Required action => What you write should be an exact copy of the material, from its first line through the line containing "rough mask: <svg".

Data under study =>
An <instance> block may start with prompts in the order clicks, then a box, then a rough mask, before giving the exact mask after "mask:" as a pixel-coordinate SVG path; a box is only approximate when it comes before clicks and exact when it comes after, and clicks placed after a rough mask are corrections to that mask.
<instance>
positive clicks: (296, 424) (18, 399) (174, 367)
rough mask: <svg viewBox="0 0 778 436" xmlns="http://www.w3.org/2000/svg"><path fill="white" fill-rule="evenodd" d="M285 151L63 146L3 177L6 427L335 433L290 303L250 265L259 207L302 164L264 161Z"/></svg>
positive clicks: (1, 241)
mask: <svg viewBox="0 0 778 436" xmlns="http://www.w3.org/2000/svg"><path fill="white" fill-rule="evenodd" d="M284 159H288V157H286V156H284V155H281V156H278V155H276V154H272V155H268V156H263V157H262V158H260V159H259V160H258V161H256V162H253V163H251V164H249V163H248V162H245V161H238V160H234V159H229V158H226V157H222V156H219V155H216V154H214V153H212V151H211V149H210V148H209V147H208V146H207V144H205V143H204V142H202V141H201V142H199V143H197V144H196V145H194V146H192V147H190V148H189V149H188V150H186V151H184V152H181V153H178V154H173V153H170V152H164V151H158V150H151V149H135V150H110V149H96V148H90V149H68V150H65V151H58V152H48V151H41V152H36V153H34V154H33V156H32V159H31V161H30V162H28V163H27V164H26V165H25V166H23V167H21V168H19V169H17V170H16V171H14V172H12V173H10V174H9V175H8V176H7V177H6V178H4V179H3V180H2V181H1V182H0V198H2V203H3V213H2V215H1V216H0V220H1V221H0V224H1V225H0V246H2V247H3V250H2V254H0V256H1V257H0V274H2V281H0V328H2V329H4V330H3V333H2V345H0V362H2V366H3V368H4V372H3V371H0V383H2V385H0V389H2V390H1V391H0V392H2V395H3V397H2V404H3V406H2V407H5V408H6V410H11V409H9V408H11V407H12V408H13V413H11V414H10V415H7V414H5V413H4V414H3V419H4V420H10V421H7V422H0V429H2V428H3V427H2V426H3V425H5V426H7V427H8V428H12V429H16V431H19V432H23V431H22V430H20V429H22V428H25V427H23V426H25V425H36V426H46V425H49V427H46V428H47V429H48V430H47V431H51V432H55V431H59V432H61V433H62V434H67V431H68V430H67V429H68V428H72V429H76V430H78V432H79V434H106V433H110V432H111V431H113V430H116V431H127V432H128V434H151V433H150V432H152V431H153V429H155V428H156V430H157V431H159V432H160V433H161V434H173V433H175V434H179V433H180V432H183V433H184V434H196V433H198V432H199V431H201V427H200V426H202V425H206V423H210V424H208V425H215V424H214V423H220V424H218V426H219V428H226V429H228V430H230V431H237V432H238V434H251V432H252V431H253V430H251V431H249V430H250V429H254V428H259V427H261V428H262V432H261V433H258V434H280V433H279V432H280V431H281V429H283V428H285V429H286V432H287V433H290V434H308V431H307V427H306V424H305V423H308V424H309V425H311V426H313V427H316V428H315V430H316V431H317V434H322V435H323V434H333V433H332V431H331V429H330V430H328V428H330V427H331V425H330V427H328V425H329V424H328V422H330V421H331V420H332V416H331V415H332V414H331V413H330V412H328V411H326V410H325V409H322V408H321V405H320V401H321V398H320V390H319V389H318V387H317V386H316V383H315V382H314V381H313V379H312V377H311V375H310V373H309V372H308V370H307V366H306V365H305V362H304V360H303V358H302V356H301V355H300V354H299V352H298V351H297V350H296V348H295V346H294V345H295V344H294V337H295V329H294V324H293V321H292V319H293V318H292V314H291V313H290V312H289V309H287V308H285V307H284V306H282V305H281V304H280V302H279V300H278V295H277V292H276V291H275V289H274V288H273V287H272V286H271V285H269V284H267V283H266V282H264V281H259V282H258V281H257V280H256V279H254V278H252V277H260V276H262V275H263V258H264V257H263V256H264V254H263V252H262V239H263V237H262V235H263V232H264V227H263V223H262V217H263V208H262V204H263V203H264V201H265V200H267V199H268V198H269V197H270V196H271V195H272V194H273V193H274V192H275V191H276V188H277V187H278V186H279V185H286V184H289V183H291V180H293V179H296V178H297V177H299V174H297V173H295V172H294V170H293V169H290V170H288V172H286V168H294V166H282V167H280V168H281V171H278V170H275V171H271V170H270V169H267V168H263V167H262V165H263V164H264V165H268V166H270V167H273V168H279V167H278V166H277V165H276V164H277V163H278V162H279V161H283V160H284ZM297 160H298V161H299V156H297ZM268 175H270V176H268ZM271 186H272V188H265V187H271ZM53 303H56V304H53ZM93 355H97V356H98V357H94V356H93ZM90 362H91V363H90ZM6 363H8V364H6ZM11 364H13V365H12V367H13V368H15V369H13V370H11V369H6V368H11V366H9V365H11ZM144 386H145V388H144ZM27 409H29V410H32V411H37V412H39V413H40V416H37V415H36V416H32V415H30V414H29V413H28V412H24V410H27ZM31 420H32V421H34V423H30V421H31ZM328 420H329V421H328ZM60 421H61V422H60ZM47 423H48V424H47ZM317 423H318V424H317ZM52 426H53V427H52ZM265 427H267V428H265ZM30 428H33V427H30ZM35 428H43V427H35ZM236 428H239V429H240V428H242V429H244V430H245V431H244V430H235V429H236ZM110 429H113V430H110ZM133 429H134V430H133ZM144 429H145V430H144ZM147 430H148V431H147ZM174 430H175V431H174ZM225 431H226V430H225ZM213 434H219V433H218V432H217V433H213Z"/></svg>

Task answer =>
An <instance> block may start with prompts in the order clicks, then a box, then a rough mask, before giving the exact mask after "mask:" as a pixel-coordinate SVG path; a box is only approximate when it comes before clicks and exact when it comes after, and clicks placed after a rough mask are corrections to that mask.
<instance>
positive clicks: (296, 424) (18, 399) (174, 367)
rough mask: <svg viewBox="0 0 778 436" xmlns="http://www.w3.org/2000/svg"><path fill="white" fill-rule="evenodd" d="M285 151L63 146L3 177L6 427L335 433L290 303L250 265L259 207L302 164L264 161Z"/></svg>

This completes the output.